## PROMPT:
Repeat the records below exactly.
○ ○ ○
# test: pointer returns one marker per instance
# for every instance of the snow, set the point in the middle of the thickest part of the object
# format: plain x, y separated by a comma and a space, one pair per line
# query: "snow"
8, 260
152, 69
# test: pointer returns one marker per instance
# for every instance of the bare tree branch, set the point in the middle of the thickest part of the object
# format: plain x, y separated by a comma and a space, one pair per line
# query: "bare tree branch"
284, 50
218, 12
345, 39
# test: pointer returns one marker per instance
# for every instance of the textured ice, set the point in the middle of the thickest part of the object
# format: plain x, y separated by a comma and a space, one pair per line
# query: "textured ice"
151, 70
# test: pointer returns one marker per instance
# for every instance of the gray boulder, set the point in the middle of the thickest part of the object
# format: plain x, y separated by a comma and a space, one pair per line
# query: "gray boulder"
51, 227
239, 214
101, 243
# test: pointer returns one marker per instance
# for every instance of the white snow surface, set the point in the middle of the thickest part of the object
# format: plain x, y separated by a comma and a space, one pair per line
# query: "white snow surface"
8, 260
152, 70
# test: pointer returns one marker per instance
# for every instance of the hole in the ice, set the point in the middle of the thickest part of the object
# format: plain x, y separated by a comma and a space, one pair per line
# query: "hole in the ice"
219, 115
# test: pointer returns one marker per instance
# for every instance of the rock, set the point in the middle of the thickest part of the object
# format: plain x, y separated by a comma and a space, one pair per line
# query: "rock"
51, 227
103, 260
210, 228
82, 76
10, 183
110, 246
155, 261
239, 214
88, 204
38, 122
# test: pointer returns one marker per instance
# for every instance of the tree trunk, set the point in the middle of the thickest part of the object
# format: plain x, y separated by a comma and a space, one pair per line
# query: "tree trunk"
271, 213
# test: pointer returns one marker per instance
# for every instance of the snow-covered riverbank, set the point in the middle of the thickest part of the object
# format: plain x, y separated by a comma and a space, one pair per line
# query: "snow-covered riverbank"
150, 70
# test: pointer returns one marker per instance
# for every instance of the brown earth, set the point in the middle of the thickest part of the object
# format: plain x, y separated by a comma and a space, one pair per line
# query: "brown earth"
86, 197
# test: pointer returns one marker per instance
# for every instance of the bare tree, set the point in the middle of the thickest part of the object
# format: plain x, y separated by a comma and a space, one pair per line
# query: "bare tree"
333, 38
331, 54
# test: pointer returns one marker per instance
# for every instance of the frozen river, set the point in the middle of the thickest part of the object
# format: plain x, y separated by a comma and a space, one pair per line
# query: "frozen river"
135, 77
○ ○ ○
## WRITTEN ANSWER:
# test: pointer returns one marker per instance
# for every instance of the snow, set the point in the middle of the thickest part of the object
# format: plain x, y separated by a comma and a space, one pair per line
# query: "snow"
8, 260
152, 69
# test: pointer returns one marker per instance
# for every instance of the bare tree branch, set the point in the middle of the thickest part of the object
# format: plain x, y separated by a comma and a space, one pair per line
# query: "bare tree branch"
284, 50
218, 12
345, 39
# test: pointer returns one marker per instance
# for every instance of the textured ice, set the point in the middle of the thickest part of the object
# format: plain x, y separated by a comma and a space, one pair per line
# query: "textured ice"
151, 70
# test: pointer returns one marker per instance
# for every instance of the gray boulder, set the point in the middle of the thickest part of the object
# format: plain x, y separated by a comma and a space, one pair per line
# query: "gray boulder"
51, 227
239, 214
101, 243
# test: pointer returns one marker per instance
# for every instance of the white snow surface, set the point in the middle of the thickest part of the object
# format: plain x, y separated by a comma and a space, one pair per line
# query: "white snow surface"
8, 260
152, 70
# test: pointer returns one marker per instance
# for every instance of the hole in the ice, set the point in the middle of the thickest part of the object
# format: plain x, y separated by a comma and a space, one pair per line
# query: "hole in the ice"
219, 115
# test: pointer returns one marker per instance
# for every instance of the rock, set the point in the middle of the thickest part of the object
# format: plain x, y separated by a comma and a space, one pair per line
# query: "rock"
51, 227
103, 260
210, 228
82, 76
10, 183
110, 246
155, 261
239, 214
88, 204
38, 122
# test: pointer returns one marker per instance
# for every instance of the tree trunk, set the point in the middle of the thickest part of the object
# format: plain x, y separated by a comma and a space, one pair per line
# query: "tree trunk"
271, 213
# test: pointer returns one marker per instance
# for every instance of the snow-covered riverbank, set the point in the middle of the thickest part of the object
# format: plain x, y separated by a comma and a space, one pair per line
# query: "snow-covered riverbank"
150, 70
# test: pointer returns one marker per instance
# for every instance of the brown earth, set the point in the middle of the thickest part of the object
# format: plain x, y separated by a comma and a space, one pair per line
# query: "brown earth"
86, 197
# test: pointer returns one marker per instance
# for every instance of the bare tree, set the point in the middle of the thickest part of the object
# format: plain x, y separated by a comma and a space, one pair per line
# query: "bare tree"
333, 38
331, 54
# test: pointer returns one marker per instance
# for every instance of the frozen river, set the point in the middle of the thickest part of the object
# format: plain x, y separated by a comma and a space, one pair per line
# query: "frozen river"
135, 77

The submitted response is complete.